TASKS TO COMPLETE —
**a)** The article about the TRIP dance fundraiser explains what the name TRIP stands for. List the four words behind the letters, in order.
**b)** Pick up the article about the TRIP dance fundraiser after its final sentence and keep writing it.

READING TEXT —
►
TRIP dancers perform at Spruce Peak fundraiser this weekend
It takes a lot of dedication and money to become a competitive dancer.
There are lessons that can cost a few thousand dollars each year, competition fees of $175 or more, travel and hotel expenses, costumes and toe shoes, which can cost $70 a pair and wear out after three weeks.
Helena Sullivan, artistic director of TRIP Dance Company, a nonprofit organization based in Stowe, doesn’t want to turn away any aspiring ballerina or Broadway dancer who wants to study under her tutelage. That’s why she organizes annual fundraising dance performances to raise scholarship funds and offset convention fees.
TRIP will perform 15 original dances this Saturday at the Spruce Peak Performing Arts Center in Stowe.
The audience can expect to see a professional-level show. The dancers take up to five classes a week and participate in a six- to eight-hour TRIP rehearsal each Sunday.
The acts, which the dance company will perform at regional dance competitions, run the gamut from classical ballet to hip-hop, jazz to modern musical theater.
“We have a dance in every genre,” said Annika Norden, 17, of Stowe, a TRIP member for the past eight years. “The show will be all over the place. It’s a lot of fun.”
This past weekend, TRIP competed against dancers from throughout the Northeast at the Tremaine Dance Competition in Boston. They received five first-place awards and won Best Showmanship out of a field of 140 dances.
During these competition weekends, the dancers take challenging dance classes with famous choreographers and go on to compete for highly coveted scholarships, allowing them to study with professional dance companies in major U.S. cities.
“The more they perform, the more they love it and want to do it,” Sullivan said. “It’s created a higher skill level, which has rubbed off on the whole studio.”
TRIP history
Sullivan founded Stowe Dance Academy over 20 years ago. TRIP was formed in 2000 as a way to help older students stretch their wings and meet and train with regional dance students and choreographers.
Sullivan took six students to a dance convention in Boston, and while there, they talked about forming a dance company. When one student tripped, the others joked that “TRIP” would be the perfect name for a youth dance company. The name TRIP stuck as an acronym for “technique, rehearse, implement, perform.”
◄
MATERIAL PROVIDED —
►
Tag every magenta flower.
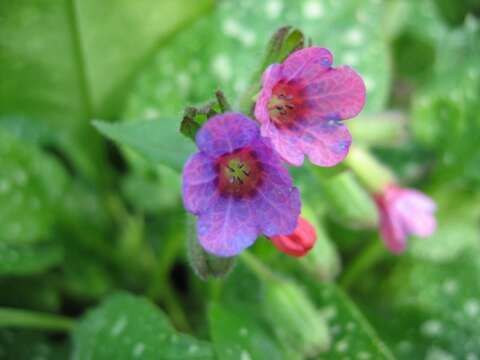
[255,47,365,166]
[375,185,437,253]
[182,113,300,257]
◄
RESULTS —
**a)**
1. technique
2. rehearse
3. implement
4. perform

**b)**
For the first few years, TRIP remained a small, tight-knit group. Sullivan would rent a van to transport the dancers and they’d all share a hotel room.
Later, she formed a junior company for younger dance students and membership began to grow as parents stepped up to help with planning and fundraising, allowing Sullivan to devote her time to creating new choreography and hiring outside choreographers when needed.
TRIP eventually became a nonprofit organization with a six-member board of directors, making it easier to fundraise and award scholarships.
Last year, Sullivan added a “mini” TRIP group for the youngest dancers, ages 6 to 9.
“They have more performance opportunities when they start at a younger age,” Sullivan said. “They have such an advantage if they start at 7 or 8.”
Auditions for all three groups are held each fall.
TRIP currently has 44 dancers, who range in age from 6 to 18 and live in Stowe, Waterbury, Waterbury Center, Morrisville, Johnson, Elmore, Hyde Park, Waitsfield and Eden.
Fun and passion
Many dancers join TRIP as a way to improve their performance skills after studying dance at the academy for a few years.
“I saw how much fun and passion the dancers had and I wanted to be like them,” said Abby Dunham, 16, of Johnson, who joined TRIP four years ago.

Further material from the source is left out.